Stored entries:
BEGIN

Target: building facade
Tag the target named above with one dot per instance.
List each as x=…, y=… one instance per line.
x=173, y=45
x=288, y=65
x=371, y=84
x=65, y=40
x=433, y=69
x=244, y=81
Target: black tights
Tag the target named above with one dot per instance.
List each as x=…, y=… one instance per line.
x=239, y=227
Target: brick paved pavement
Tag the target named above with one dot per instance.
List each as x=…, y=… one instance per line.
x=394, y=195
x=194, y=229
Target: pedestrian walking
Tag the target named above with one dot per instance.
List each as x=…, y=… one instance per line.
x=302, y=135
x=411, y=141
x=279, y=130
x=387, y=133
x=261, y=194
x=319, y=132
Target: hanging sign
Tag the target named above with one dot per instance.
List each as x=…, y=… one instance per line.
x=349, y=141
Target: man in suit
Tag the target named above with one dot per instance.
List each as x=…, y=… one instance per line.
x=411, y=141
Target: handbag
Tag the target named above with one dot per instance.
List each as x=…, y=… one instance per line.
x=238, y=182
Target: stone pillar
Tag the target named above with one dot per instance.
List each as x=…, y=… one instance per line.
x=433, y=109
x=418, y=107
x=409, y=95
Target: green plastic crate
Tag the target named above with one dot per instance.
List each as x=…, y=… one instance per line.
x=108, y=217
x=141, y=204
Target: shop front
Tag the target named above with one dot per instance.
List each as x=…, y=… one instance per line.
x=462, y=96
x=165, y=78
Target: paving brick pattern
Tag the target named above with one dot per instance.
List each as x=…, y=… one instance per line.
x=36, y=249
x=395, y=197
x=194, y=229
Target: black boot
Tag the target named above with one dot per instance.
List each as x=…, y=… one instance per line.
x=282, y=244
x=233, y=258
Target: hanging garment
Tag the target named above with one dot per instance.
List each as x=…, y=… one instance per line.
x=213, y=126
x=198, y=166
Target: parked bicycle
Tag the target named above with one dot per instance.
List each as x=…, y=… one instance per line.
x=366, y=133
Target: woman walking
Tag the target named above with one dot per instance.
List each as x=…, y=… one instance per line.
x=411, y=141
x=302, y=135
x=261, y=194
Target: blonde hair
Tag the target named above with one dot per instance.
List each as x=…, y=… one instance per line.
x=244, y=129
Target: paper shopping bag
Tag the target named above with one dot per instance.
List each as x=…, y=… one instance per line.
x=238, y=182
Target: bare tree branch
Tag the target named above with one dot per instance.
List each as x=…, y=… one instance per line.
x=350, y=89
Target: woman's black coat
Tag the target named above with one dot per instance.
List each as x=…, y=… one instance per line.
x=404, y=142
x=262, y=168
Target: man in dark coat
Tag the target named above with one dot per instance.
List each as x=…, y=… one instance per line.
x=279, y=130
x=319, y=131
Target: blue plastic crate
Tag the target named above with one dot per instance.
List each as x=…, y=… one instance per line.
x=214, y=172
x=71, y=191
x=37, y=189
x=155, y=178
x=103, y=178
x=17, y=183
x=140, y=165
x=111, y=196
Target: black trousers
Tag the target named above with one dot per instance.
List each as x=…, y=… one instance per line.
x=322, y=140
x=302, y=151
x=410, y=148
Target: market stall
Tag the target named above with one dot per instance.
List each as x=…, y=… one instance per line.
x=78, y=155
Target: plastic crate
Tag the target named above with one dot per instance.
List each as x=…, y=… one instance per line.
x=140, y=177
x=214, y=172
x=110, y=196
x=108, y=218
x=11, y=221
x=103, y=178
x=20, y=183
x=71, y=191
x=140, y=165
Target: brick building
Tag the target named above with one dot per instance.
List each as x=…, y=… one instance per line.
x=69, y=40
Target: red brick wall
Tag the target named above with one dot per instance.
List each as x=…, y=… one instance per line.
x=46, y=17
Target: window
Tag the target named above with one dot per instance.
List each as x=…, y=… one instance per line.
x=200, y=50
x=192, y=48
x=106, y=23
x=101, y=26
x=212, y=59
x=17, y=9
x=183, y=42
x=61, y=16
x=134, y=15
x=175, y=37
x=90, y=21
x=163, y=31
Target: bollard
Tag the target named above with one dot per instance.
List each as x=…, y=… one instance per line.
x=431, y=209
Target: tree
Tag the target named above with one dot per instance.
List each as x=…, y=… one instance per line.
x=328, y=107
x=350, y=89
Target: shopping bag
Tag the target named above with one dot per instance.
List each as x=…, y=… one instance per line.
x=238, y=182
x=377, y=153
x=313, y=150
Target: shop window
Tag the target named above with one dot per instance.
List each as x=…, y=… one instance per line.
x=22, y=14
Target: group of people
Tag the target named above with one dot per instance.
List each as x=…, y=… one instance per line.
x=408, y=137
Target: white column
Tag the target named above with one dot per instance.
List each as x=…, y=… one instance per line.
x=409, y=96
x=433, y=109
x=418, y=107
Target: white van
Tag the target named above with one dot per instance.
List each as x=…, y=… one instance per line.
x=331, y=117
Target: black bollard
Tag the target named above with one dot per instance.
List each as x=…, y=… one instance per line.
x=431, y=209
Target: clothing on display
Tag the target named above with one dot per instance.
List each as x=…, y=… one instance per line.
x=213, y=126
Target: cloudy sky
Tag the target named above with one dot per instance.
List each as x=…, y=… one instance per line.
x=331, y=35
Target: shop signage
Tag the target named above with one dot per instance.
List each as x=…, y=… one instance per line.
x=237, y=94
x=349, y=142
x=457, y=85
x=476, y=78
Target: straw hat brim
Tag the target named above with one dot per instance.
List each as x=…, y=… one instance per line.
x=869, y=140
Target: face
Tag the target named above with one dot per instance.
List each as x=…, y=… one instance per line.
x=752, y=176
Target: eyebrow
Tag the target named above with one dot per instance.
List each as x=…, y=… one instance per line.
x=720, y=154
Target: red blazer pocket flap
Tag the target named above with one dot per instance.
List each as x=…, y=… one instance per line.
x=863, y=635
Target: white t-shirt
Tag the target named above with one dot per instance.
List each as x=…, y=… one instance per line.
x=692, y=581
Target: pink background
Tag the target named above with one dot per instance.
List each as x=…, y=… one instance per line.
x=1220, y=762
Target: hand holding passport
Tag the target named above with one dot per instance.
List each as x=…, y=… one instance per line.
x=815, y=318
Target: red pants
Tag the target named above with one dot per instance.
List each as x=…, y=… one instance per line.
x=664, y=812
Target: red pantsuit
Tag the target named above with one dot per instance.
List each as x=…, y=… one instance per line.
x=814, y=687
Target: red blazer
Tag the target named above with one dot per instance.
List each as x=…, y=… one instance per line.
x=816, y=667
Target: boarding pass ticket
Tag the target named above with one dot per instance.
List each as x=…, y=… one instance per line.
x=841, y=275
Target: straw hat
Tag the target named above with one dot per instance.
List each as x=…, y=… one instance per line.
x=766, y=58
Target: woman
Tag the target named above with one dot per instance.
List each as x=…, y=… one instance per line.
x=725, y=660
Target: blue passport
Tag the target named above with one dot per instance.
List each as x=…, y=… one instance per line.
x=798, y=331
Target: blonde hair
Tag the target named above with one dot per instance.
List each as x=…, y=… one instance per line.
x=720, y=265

END

Problem to solve: Please filter the entries above down to the lines holding "coat" and copy them.

Answer area:
Target: woman's black coat
Target: man in dark coat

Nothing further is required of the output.